* Texte
::::::::
Ce tome fait suite à Blake & Mortimer T29 Huit heures à Berlin (2022), par José-Louis Bocquet, Jean-Luc Fromental, Antoine Aubin. Sa parution initiale date de 2024. Il a été réalisé par Yves Sente pour le scénario et par André Juillard (1948-2024) pour les dessins, avec Madeleine Demille pour a mise en couleur. Il comprend soixante-deux pages de bande dessinée. Il s’agit du huitième album de la série réalisé par ce duo de créateurs.
::::::::
* Consigne
Poursuivez la présentation de l'album de Blake & Mortimer ci-dessus, à la suite de sa dernière phrase.

(Objets conservés d'une collection)
::::::::
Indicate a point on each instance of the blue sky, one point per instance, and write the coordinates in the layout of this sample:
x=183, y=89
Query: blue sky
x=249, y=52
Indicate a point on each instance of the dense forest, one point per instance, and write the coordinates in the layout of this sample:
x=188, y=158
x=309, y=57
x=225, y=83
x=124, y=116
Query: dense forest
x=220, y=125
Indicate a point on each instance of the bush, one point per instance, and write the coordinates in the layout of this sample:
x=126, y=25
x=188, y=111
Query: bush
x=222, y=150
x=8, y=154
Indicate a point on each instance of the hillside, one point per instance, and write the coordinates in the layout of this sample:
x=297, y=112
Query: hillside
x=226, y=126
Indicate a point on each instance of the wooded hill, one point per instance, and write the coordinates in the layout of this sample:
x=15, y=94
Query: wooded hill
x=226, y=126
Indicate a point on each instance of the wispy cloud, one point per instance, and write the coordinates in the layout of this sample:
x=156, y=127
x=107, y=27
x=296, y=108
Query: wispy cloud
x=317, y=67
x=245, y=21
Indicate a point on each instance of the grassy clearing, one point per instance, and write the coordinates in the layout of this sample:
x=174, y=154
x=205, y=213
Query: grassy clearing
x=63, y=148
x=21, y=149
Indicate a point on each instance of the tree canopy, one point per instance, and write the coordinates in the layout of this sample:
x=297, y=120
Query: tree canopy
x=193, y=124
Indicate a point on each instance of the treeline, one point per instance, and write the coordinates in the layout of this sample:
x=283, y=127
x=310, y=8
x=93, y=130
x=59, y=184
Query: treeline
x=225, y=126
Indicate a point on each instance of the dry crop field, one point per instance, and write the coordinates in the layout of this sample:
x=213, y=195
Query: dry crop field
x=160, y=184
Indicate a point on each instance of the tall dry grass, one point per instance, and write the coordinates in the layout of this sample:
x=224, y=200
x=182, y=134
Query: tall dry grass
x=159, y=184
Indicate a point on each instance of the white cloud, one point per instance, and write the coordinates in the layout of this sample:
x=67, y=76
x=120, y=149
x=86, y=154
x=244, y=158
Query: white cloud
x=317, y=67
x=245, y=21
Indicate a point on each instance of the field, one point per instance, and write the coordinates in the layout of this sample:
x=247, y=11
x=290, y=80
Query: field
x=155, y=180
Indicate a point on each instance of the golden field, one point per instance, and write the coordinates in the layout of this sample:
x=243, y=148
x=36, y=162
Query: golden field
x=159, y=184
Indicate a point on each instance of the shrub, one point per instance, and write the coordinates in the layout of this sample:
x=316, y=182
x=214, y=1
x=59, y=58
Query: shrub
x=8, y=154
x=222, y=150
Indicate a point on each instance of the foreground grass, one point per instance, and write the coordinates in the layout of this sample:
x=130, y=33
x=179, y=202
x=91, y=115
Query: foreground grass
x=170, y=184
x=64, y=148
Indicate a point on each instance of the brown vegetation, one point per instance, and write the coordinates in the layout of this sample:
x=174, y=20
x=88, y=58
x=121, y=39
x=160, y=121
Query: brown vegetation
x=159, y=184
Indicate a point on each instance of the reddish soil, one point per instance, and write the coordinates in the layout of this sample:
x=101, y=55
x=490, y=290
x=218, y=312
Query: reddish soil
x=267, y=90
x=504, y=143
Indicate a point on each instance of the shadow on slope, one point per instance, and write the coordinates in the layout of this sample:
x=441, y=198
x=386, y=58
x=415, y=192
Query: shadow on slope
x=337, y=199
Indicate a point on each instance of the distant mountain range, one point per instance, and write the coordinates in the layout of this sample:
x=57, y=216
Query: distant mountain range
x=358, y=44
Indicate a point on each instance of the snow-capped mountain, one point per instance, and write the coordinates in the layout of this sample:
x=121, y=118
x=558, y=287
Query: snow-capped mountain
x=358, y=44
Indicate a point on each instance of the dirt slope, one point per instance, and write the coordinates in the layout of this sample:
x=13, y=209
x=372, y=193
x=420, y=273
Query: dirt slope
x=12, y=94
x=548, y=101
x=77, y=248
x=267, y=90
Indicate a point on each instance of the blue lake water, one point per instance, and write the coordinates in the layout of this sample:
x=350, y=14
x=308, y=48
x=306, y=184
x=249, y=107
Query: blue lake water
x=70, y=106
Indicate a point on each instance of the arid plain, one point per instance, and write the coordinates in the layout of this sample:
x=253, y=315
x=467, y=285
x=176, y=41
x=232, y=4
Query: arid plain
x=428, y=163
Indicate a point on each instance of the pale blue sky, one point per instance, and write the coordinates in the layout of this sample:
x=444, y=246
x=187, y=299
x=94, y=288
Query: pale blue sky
::::::::
* Résultat final
En cette fin d’après-midi orageuse, de nombreux pensionnaires de la prison londonienne Wandsworth se sont approchés de la fenêtre de leur cellule, attirés par des bruits qu’ils ne connaissent que trop bien… Un des leurs sera pendu ce soir. Les gardiens et le juges viennent chercher le détenu concerné : l’un d’eux annonce à Olrik, que c’est l’heure et il demande au colonel de mettre les mains dans le dos. Ce dernier dit qu’il est trop tôt, demande ce qu’il en est de son dernier pourvoi. Le magistrat répond que ses demandes de recours ont été rejetées, que son existence vouée au mal s’arrête ici. Le nœud coulant est passé autour du supplicié, et le magistrat lui dit de recommander son âme au diable, car la communauté des hommes l’a condamné à mort. Il donne l’ordre au bourreau de faire son office. Celui-ci actionne le levier, et la trappe se dérobe sous les pieds d’Olrik. Il se réveille en sursaut sur sa couchette dans sa cellule : un gardien lui annonce l’arrivée de deux codétenus : Edwann et Riwal.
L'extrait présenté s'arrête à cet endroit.